-------- 提供データ

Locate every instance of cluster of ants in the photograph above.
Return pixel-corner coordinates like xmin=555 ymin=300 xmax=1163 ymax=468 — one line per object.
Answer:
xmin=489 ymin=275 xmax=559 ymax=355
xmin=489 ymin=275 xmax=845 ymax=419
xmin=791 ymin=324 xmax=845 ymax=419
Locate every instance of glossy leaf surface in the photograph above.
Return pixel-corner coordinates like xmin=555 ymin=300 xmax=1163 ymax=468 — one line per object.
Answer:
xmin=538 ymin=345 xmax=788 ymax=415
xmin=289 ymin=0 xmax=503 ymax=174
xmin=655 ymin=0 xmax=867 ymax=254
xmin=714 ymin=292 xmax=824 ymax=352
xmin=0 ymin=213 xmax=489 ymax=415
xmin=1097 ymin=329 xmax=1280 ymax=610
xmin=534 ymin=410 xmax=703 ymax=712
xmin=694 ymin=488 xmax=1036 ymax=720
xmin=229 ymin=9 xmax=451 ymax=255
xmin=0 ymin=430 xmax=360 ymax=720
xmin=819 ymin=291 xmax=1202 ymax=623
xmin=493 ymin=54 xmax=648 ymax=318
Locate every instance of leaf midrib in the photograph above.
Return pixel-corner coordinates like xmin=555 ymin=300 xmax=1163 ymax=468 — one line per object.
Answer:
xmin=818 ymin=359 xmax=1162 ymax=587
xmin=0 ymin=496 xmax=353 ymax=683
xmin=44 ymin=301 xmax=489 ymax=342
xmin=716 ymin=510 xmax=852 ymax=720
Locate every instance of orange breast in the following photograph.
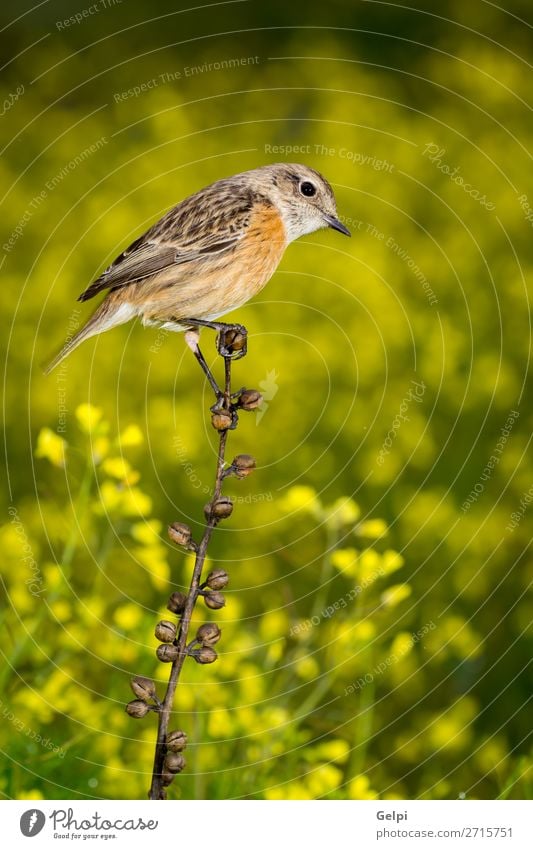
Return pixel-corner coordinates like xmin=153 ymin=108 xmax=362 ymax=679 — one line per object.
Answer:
xmin=135 ymin=204 xmax=287 ymax=321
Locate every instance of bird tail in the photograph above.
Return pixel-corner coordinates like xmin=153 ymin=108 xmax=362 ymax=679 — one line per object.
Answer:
xmin=44 ymin=296 xmax=134 ymax=374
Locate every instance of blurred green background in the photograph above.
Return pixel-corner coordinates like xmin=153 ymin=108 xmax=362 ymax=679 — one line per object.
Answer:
xmin=0 ymin=0 xmax=533 ymax=799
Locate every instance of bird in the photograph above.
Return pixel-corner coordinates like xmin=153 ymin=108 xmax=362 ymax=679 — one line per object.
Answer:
xmin=45 ymin=163 xmax=351 ymax=374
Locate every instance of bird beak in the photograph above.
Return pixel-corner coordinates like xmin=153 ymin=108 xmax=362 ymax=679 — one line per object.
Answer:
xmin=324 ymin=215 xmax=352 ymax=236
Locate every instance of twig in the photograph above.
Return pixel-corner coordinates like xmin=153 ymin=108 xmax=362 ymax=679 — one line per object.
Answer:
xmin=126 ymin=325 xmax=262 ymax=800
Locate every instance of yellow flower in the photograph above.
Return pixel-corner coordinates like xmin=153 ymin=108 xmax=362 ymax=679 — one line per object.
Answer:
xmin=131 ymin=519 xmax=163 ymax=545
xmin=381 ymin=584 xmax=412 ymax=607
xmin=113 ymin=603 xmax=143 ymax=631
xmin=294 ymin=657 xmax=320 ymax=681
xmin=102 ymin=457 xmax=140 ymax=484
xmin=279 ymin=486 xmax=321 ymax=515
xmin=391 ymin=631 xmax=414 ymax=660
xmin=348 ymin=775 xmax=378 ymax=799
xmin=331 ymin=548 xmax=358 ymax=578
xmin=207 ymin=708 xmax=234 ymax=740
xmin=118 ymin=424 xmax=144 ymax=448
xmin=35 ymin=427 xmax=67 ymax=468
xmin=381 ymin=549 xmax=405 ymax=575
xmin=75 ymin=404 xmax=103 ymax=433
xmin=358 ymin=548 xmax=383 ymax=584
xmin=325 ymin=497 xmax=361 ymax=527
xmin=305 ymin=764 xmax=342 ymax=799
xmin=313 ymin=737 xmax=350 ymax=763
xmin=357 ymin=519 xmax=388 ymax=539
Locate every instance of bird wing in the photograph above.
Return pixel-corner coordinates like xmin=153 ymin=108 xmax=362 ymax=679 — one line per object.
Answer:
xmin=78 ymin=180 xmax=257 ymax=301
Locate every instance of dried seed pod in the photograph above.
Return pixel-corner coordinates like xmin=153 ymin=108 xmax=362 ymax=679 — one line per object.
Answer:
xmin=130 ymin=675 xmax=155 ymax=702
xmin=196 ymin=622 xmax=222 ymax=646
xmin=192 ymin=646 xmax=218 ymax=664
xmin=165 ymin=730 xmax=187 ymax=752
xmin=155 ymin=619 xmax=177 ymax=643
xmin=168 ymin=522 xmax=192 ymax=546
xmin=238 ymin=389 xmax=263 ymax=412
xmin=126 ymin=699 xmax=150 ymax=719
xmin=167 ymin=591 xmax=187 ymax=613
xmin=163 ymin=752 xmax=186 ymax=775
xmin=231 ymin=454 xmax=255 ymax=478
xmin=204 ymin=590 xmax=222 ymax=610
xmin=211 ymin=410 xmax=233 ymax=430
xmin=204 ymin=495 xmax=233 ymax=520
xmin=156 ymin=643 xmax=179 ymax=663
xmin=223 ymin=327 xmax=247 ymax=353
xmin=205 ymin=569 xmax=229 ymax=590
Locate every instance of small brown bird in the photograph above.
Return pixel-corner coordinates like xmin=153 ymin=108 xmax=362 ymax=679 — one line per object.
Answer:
xmin=46 ymin=163 xmax=350 ymax=374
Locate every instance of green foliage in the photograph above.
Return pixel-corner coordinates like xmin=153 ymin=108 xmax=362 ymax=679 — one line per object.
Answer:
xmin=0 ymin=3 xmax=533 ymax=799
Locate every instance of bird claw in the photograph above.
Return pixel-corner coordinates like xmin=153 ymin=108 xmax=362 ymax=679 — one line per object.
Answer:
xmin=217 ymin=324 xmax=248 ymax=360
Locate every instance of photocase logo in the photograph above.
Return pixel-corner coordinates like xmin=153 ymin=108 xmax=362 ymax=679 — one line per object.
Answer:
xmin=20 ymin=808 xmax=46 ymax=837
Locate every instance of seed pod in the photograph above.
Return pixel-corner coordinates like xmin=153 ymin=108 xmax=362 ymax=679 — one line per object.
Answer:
xmin=238 ymin=389 xmax=263 ymax=412
xmin=204 ymin=495 xmax=233 ymax=520
xmin=205 ymin=569 xmax=229 ymax=590
xmin=204 ymin=590 xmax=226 ymax=610
xmin=163 ymin=752 xmax=186 ymax=775
xmin=165 ymin=731 xmax=187 ymax=752
xmin=126 ymin=699 xmax=150 ymax=719
xmin=168 ymin=522 xmax=192 ymax=546
xmin=155 ymin=619 xmax=177 ymax=643
xmin=193 ymin=646 xmax=218 ymax=664
xmin=130 ymin=675 xmax=155 ymax=702
xmin=156 ymin=643 xmax=179 ymax=663
xmin=167 ymin=592 xmax=187 ymax=613
xmin=211 ymin=410 xmax=233 ymax=430
xmin=231 ymin=454 xmax=255 ymax=478
xmin=196 ymin=622 xmax=222 ymax=646
xmin=222 ymin=327 xmax=247 ymax=353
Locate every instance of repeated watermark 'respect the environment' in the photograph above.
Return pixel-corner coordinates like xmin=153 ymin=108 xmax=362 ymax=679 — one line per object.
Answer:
xmin=0 ymin=83 xmax=25 ymax=118
xmin=461 ymin=410 xmax=520 ymax=513
xmin=505 ymin=484 xmax=533 ymax=533
xmin=113 ymin=56 xmax=261 ymax=103
xmin=376 ymin=380 xmax=426 ymax=466
xmin=7 ymin=507 xmax=44 ymax=598
xmin=56 ymin=309 xmax=82 ymax=433
xmin=344 ymin=620 xmax=437 ymax=696
xmin=56 ymin=0 xmax=122 ymax=32
xmin=2 ymin=136 xmax=109 ymax=254
xmin=289 ymin=567 xmax=385 ymax=637
xmin=0 ymin=699 xmax=66 ymax=758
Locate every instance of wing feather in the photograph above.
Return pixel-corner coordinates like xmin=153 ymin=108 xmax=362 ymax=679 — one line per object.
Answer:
xmin=78 ymin=180 xmax=257 ymax=301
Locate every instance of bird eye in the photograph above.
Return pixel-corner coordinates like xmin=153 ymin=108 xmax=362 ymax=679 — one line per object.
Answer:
xmin=300 ymin=182 xmax=316 ymax=198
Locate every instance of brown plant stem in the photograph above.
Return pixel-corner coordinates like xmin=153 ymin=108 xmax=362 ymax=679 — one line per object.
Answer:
xmin=148 ymin=357 xmax=231 ymax=799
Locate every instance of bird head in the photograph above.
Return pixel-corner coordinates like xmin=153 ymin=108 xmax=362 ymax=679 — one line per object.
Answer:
xmin=258 ymin=163 xmax=351 ymax=242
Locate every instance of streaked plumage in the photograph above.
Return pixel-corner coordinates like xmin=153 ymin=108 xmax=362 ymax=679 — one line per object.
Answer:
xmin=46 ymin=164 xmax=349 ymax=373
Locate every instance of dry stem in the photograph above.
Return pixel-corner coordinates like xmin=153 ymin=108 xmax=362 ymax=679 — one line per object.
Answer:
xmin=148 ymin=357 xmax=231 ymax=799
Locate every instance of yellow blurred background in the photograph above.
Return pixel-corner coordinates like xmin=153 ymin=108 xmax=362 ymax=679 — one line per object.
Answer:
xmin=0 ymin=0 xmax=533 ymax=799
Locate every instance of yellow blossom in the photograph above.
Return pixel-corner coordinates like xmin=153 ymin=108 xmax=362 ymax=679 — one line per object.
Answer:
xmin=381 ymin=584 xmax=412 ymax=607
xmin=35 ymin=427 xmax=67 ymax=468
xmin=102 ymin=457 xmax=140 ymax=484
xmin=75 ymin=404 xmax=103 ymax=433
xmin=325 ymin=497 xmax=361 ymax=527
xmin=280 ymin=486 xmax=321 ymax=515
xmin=113 ymin=602 xmax=143 ymax=631
xmin=331 ymin=548 xmax=358 ymax=578
xmin=305 ymin=764 xmax=342 ymax=799
xmin=357 ymin=519 xmax=388 ymax=539
xmin=348 ymin=775 xmax=378 ymax=799
xmin=381 ymin=549 xmax=405 ymax=575
xmin=118 ymin=424 xmax=144 ymax=448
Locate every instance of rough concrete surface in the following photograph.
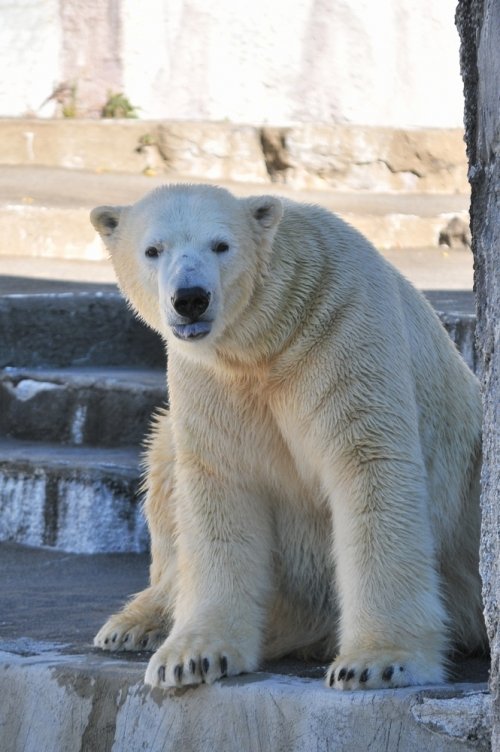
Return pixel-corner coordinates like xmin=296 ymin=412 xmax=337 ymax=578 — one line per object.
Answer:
xmin=0 ymin=543 xmax=490 ymax=752
xmin=0 ymin=118 xmax=468 ymax=194
xmin=0 ymin=160 xmax=469 ymax=260
xmin=456 ymin=0 xmax=500 ymax=752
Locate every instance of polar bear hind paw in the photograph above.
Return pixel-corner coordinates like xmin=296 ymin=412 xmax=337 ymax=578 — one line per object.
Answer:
xmin=145 ymin=637 xmax=256 ymax=689
xmin=325 ymin=648 xmax=445 ymax=690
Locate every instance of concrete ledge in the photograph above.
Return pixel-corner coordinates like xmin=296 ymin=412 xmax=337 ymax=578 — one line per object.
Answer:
xmin=0 ymin=651 xmax=491 ymax=752
xmin=0 ymin=543 xmax=491 ymax=752
xmin=0 ymin=118 xmax=468 ymax=193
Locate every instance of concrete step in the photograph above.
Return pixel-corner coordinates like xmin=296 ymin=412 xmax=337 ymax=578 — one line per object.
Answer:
xmin=0 ymin=438 xmax=148 ymax=553
xmin=0 ymin=543 xmax=492 ymax=752
xmin=0 ymin=367 xmax=166 ymax=446
xmin=0 ymin=285 xmax=165 ymax=368
xmin=0 ymin=165 xmax=469 ymax=260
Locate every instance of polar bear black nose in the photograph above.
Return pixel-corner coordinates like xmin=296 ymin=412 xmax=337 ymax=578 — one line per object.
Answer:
xmin=172 ymin=287 xmax=210 ymax=321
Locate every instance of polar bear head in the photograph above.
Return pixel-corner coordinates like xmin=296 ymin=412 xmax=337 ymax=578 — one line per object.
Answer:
xmin=91 ymin=185 xmax=283 ymax=351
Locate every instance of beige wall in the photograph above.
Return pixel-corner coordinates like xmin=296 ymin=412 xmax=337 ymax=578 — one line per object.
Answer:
xmin=0 ymin=0 xmax=462 ymax=127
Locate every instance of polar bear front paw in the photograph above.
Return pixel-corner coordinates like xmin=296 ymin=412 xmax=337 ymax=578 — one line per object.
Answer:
xmin=94 ymin=614 xmax=167 ymax=652
xmin=326 ymin=648 xmax=444 ymax=690
xmin=144 ymin=633 xmax=257 ymax=689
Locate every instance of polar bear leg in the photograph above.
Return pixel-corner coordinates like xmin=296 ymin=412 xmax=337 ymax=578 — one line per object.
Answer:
xmin=94 ymin=411 xmax=176 ymax=651
xmin=145 ymin=472 xmax=271 ymax=688
xmin=327 ymin=450 xmax=446 ymax=689
xmin=94 ymin=586 xmax=171 ymax=652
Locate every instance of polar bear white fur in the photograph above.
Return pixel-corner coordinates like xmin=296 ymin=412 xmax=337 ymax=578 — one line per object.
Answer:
xmin=91 ymin=185 xmax=484 ymax=689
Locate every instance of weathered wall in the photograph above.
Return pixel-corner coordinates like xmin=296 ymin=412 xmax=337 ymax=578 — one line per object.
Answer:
xmin=0 ymin=0 xmax=462 ymax=127
xmin=457 ymin=0 xmax=500 ymax=752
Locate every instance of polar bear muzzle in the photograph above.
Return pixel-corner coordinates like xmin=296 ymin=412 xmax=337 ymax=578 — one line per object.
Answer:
xmin=170 ymin=287 xmax=212 ymax=339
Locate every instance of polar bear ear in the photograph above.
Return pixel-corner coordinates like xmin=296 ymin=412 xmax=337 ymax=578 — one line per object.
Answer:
xmin=90 ymin=206 xmax=125 ymax=238
xmin=247 ymin=196 xmax=283 ymax=230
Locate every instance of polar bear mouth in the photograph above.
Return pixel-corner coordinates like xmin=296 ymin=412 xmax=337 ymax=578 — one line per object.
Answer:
xmin=172 ymin=321 xmax=212 ymax=340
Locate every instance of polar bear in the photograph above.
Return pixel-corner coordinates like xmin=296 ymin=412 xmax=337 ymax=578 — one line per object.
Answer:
xmin=91 ymin=185 xmax=485 ymax=689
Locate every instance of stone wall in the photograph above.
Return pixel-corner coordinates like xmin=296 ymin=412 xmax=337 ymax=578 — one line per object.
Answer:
xmin=0 ymin=0 xmax=462 ymax=127
xmin=0 ymin=119 xmax=468 ymax=194
xmin=457 ymin=0 xmax=500 ymax=752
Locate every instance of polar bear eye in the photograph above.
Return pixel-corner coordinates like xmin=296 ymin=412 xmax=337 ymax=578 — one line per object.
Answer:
xmin=212 ymin=240 xmax=229 ymax=253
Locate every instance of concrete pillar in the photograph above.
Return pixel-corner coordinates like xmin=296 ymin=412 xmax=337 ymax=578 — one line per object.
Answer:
xmin=456 ymin=0 xmax=500 ymax=752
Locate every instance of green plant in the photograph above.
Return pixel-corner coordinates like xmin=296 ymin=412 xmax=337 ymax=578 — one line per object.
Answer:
xmin=101 ymin=91 xmax=138 ymax=118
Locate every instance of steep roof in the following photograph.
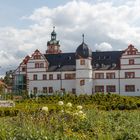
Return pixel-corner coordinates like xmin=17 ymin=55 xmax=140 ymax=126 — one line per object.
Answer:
xmin=44 ymin=51 xmax=123 ymax=71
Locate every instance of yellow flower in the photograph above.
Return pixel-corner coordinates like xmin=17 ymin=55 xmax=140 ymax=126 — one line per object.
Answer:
xmin=42 ymin=106 xmax=49 ymax=112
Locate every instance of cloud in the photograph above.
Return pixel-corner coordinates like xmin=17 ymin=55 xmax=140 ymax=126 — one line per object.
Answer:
xmin=0 ymin=0 xmax=140 ymax=76
xmin=95 ymin=42 xmax=113 ymax=51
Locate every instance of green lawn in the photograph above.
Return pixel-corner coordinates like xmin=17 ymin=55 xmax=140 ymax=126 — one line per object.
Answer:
xmin=0 ymin=94 xmax=140 ymax=140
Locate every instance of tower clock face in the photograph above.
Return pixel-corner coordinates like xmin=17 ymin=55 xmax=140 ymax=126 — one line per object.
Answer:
xmin=55 ymin=46 xmax=57 ymax=50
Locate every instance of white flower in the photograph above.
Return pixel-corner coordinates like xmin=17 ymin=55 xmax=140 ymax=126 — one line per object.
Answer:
xmin=66 ymin=103 xmax=72 ymax=107
xmin=58 ymin=101 xmax=64 ymax=106
xmin=42 ymin=106 xmax=49 ymax=112
xmin=77 ymin=105 xmax=83 ymax=110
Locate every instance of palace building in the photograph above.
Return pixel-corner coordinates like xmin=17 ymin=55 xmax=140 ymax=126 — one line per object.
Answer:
xmin=13 ymin=26 xmax=140 ymax=96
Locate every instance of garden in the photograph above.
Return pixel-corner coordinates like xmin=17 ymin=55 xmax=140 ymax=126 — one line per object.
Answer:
xmin=0 ymin=93 xmax=140 ymax=140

----------------

## あなたの課題
上の行のうち、最初の行から「xmin=493 ymin=54 xmax=648 ymax=318」を含む行までを、両端も含めてMarkdownの表に変換してください。空行は入れず、「番号」列には通し番号を、「内容」列にはその行を書いてください。

## 最終回答
| 番号 | 内容 |
|---|---|
| 1 | Locate every instance of cluster of ants in the photograph above. |
| 2 | Return pixel-corner coordinates like xmin=555 ymin=300 xmax=1163 ymax=468 — one line per object. |
| 3 | Answer: |
| 4 | xmin=489 ymin=275 xmax=559 ymax=355 |
| 5 | xmin=489 ymin=275 xmax=845 ymax=419 |
| 6 | xmin=791 ymin=324 xmax=845 ymax=419 |
| 7 | Locate every instance of glossy leaf surface in the photograph above. |
| 8 | Return pixel-corner coordinates like xmin=555 ymin=300 xmax=1163 ymax=468 — one line per object. |
| 9 | Answer: |
| 10 | xmin=538 ymin=345 xmax=788 ymax=415 |
| 11 | xmin=289 ymin=0 xmax=503 ymax=174 |
| 12 | xmin=655 ymin=0 xmax=867 ymax=254 |
| 13 | xmin=714 ymin=292 xmax=824 ymax=352 |
| 14 | xmin=0 ymin=213 xmax=489 ymax=415 |
| 15 | xmin=1097 ymin=329 xmax=1280 ymax=610 |
| 16 | xmin=534 ymin=410 xmax=703 ymax=712 |
| 17 | xmin=694 ymin=488 xmax=1036 ymax=720 |
| 18 | xmin=229 ymin=9 xmax=451 ymax=255 |
| 19 | xmin=0 ymin=430 xmax=360 ymax=720 |
| 20 | xmin=819 ymin=291 xmax=1202 ymax=623 |
| 21 | xmin=493 ymin=54 xmax=648 ymax=318 |